> [Supplied data]

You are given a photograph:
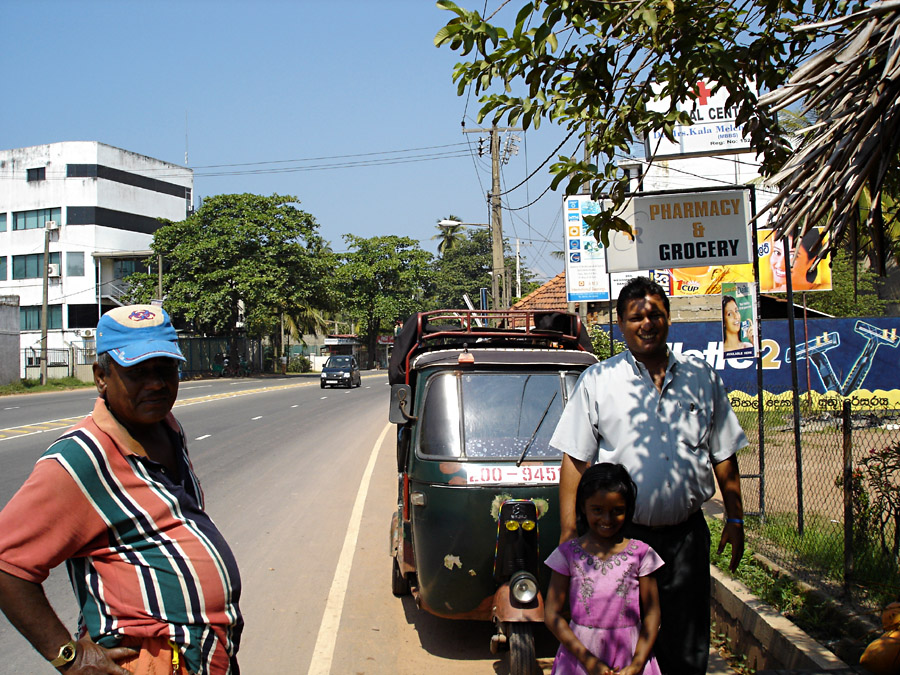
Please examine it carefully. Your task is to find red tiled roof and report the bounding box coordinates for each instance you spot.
[512,272,569,312]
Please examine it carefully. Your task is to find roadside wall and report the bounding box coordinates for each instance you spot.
[0,295,19,386]
[710,566,852,675]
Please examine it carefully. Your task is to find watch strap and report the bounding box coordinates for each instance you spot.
[50,640,78,668]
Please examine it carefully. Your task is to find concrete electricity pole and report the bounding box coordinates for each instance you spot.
[463,124,522,309]
[41,220,55,384]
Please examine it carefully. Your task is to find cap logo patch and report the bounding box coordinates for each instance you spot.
[128,309,156,321]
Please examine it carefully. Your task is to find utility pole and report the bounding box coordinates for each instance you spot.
[463,124,522,309]
[41,220,53,384]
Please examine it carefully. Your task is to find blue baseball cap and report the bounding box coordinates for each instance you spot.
[97,305,186,368]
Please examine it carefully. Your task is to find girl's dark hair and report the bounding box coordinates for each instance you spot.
[575,462,637,535]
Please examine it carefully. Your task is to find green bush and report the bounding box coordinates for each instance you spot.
[288,354,312,373]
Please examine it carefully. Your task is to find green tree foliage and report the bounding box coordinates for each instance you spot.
[427,227,492,309]
[794,250,887,317]
[337,234,432,368]
[434,0,845,244]
[589,324,628,361]
[133,194,336,337]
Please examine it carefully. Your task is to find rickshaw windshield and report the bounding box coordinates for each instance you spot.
[418,372,578,460]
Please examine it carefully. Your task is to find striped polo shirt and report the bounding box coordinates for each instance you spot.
[0,399,243,675]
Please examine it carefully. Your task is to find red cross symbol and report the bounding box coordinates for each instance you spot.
[697,82,712,105]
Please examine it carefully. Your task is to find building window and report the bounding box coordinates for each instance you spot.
[68,303,100,330]
[13,208,62,230]
[66,251,84,277]
[19,305,62,330]
[113,260,147,279]
[13,253,59,279]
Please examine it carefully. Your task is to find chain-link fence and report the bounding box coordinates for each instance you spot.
[735,396,900,607]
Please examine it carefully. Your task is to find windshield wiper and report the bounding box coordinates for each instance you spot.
[516,391,559,466]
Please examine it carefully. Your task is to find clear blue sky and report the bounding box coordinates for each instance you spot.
[0,0,563,279]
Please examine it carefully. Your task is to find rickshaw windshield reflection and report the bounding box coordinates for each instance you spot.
[418,372,577,460]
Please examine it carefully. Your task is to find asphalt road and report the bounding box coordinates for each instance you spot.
[0,373,555,675]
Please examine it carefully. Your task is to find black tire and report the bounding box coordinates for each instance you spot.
[391,558,409,598]
[506,622,538,675]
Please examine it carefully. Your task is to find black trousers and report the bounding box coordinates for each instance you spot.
[625,511,710,675]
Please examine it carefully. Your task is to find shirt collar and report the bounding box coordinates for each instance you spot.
[624,347,679,375]
[91,396,178,457]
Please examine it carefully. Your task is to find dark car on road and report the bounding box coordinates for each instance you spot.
[319,356,362,389]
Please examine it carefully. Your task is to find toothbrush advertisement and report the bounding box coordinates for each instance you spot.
[652,317,900,410]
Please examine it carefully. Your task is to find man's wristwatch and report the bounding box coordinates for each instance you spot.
[50,640,78,668]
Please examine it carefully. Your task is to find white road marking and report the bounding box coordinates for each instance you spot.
[308,424,391,675]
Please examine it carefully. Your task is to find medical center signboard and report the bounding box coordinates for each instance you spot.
[606,190,752,272]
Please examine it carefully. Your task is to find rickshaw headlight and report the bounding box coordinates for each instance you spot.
[509,572,538,605]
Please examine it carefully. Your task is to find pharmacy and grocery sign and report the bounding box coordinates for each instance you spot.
[606,190,752,272]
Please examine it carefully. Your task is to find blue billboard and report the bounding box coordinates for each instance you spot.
[600,317,900,409]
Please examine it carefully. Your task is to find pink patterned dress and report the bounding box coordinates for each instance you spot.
[546,539,663,675]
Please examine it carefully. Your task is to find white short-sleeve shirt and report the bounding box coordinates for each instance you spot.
[550,350,748,526]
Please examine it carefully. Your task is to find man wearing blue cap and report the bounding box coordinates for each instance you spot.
[0,305,243,675]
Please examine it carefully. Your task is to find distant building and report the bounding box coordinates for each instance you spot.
[0,141,194,374]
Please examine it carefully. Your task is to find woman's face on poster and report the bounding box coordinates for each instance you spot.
[769,240,787,288]
[725,300,741,334]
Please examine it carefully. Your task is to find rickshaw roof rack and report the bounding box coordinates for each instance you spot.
[388,309,593,384]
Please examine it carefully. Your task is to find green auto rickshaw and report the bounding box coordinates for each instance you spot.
[388,310,597,675]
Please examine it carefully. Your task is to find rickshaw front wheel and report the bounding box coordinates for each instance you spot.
[391,558,409,598]
[506,621,537,675]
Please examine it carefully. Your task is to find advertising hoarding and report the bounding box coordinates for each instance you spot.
[757,228,831,293]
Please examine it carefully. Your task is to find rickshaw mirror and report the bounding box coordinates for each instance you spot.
[397,426,412,473]
[388,384,416,424]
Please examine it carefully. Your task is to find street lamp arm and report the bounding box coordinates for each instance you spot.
[438,220,490,227]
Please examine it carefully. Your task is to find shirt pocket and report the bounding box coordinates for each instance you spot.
[678,401,710,452]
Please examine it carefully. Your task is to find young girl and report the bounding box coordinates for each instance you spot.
[544,463,663,675]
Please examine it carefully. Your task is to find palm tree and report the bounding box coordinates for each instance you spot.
[432,214,466,255]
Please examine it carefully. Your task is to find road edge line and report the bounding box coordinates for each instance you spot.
[308,424,392,675]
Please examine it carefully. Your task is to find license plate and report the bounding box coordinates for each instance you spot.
[466,464,559,485]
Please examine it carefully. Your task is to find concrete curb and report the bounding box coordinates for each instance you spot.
[710,565,853,672]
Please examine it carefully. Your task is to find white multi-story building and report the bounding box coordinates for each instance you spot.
[0,141,194,373]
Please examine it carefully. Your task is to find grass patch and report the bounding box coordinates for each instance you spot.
[707,519,848,646]
[0,377,94,396]
[740,513,900,609]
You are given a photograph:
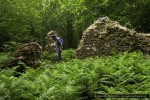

> [What is required] Rewrite the items from the start through the line holding "[41,220,55,384]", inclusive, changing "roadside wall" to "boundary wall" and leaving everything else as it is. Leave the pictures out of your answer.

> [The result]
You are given a photograph:
Please examine it carefully. Your task is to find red tiled roof and report the bounding box coordinates for each instance you spot.
[512,272,569,312]
Please examine it carefully. Your task is to find boundary wall and report the bounding box coordinates for each instance you spot.
[0,295,19,386]
[710,566,852,675]
Please examine it carefully. Your task is to find watch strap and report the bounding box coordinates for each instance you spot.
[50,640,78,668]
Please examine it carefully. Your task is to find concrete electricity pole and report the bounding box coordinates for each instance you spot.
[463,124,522,309]
[41,220,55,384]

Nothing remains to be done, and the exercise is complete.